Aim
Could you carry on the remarks about Huntington's strategy from the point where they end?

Document segment
———
But I think the thing that’s driving forward is our relentless focus on execution. We’ve improved our execution every year. We have a very clear focus on the types of things we want to do and how we want to better serve our customers.

Slide 7 is a slide we publish every quarter and clearly shows the tangible results of our strategy in the form of what we believe to be industry-leader consumer and business customer acquisition. We’ve been very successful in customer acquisition and do not see that slowing any time soon. The lower two show the revenue growth from these customer groups driven robust customer acquisition rates coupled with our optimal customer relationship or OCR strategy of deepening relationships. In a revenue constrained environment for the industry we believe our ability to produce consistent revenue growth is a distinctive characteristic of the Huntington story. Significant opportunity remains for future deepening customer relationships and this is a major focus of our strategy going forward.

Turning to slide 8, I want to discuss how our distribution ties into our overall strategy. Huntington has adopted an omnichannel distribution approach built around a simple premise — customer’s choice. Our Fair Play philosophy and our welcome brand and our distinctive products and features are all designed with the customer in mind. We believe customers should choose how they bank with Huntington, not be compelled to use one channel or another.
———
(Position identification records)

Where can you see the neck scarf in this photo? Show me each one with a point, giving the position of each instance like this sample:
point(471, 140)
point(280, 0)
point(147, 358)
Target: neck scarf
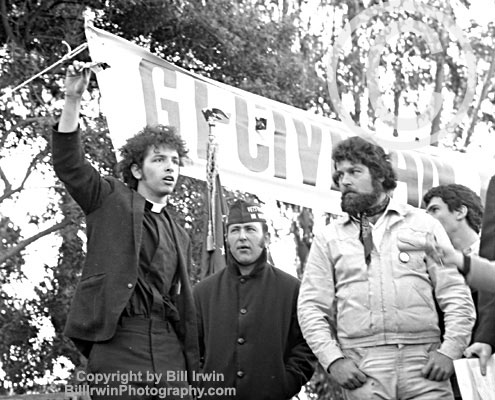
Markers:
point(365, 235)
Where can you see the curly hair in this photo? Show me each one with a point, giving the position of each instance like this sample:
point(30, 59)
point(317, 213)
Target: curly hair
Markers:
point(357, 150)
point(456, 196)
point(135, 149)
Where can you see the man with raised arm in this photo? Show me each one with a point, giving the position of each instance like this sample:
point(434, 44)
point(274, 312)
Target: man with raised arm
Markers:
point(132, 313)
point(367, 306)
———
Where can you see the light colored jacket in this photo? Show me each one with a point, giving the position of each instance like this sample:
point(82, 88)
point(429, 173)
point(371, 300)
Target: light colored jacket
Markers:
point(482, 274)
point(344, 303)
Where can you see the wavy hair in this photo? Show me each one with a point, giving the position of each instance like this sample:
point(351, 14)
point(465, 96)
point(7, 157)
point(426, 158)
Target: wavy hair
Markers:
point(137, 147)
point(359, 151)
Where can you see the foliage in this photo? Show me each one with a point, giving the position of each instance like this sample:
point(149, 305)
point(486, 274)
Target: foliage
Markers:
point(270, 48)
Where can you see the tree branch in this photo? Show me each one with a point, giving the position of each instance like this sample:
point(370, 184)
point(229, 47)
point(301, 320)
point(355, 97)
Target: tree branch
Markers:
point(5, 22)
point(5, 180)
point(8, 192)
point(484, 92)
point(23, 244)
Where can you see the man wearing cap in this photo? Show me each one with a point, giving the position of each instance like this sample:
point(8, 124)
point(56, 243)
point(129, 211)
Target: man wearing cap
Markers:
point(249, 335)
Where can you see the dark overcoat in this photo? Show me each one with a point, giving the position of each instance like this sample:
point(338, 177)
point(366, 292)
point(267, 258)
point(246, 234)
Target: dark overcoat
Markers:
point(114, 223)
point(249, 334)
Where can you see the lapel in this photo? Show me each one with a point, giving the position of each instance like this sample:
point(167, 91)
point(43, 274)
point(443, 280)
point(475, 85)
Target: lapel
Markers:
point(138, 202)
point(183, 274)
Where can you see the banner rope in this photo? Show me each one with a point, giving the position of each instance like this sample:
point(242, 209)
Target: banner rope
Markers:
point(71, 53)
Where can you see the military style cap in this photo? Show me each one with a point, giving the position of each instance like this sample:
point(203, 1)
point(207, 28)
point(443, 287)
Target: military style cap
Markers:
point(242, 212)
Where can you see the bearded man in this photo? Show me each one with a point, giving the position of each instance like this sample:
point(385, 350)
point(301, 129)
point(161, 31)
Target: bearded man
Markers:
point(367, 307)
———
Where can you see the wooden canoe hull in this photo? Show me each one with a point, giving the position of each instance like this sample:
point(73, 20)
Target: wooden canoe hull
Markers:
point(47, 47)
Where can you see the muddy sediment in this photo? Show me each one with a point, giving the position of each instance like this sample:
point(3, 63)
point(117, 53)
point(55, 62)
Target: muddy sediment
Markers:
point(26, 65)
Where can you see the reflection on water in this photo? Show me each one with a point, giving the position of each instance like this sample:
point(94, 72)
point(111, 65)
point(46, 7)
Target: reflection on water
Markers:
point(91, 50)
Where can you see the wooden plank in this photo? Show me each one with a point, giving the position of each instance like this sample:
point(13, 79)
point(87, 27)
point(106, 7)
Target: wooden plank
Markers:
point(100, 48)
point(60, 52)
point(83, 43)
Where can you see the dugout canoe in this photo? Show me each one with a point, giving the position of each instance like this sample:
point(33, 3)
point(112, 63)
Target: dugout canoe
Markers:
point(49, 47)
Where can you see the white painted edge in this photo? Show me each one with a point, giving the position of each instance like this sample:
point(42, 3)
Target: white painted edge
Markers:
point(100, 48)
———
Output
And through our Fair Play approach we look to educate and influence behavior but not force migration. For example we provide distinct customer-centric services such as an all day deposit which encourages more deposits to go through the ATMs and mobile instead of relying solely on the branch network. So, if you make a deposit with us after midnight on a mobile or ATM you get same day deposit credit.

We’re able to move transactions into lower cost service venues but are able to achieve this in a customer friendly way. The key differentiator with Huntington for many in the industry is customer choice. Our omnichannel distribution strategy is designed to provide customers both the technology and convenience they’re increasingly demanding in addition to traditional options such as our phone bank and branches. It’s not a strategy of one over the other. It’s all of the above. Many of our peers are adding fees to use a teller, restricting which customers can use their drive-thru lanes or adding other rules that inconvenience their customers in order to force changes in behavior.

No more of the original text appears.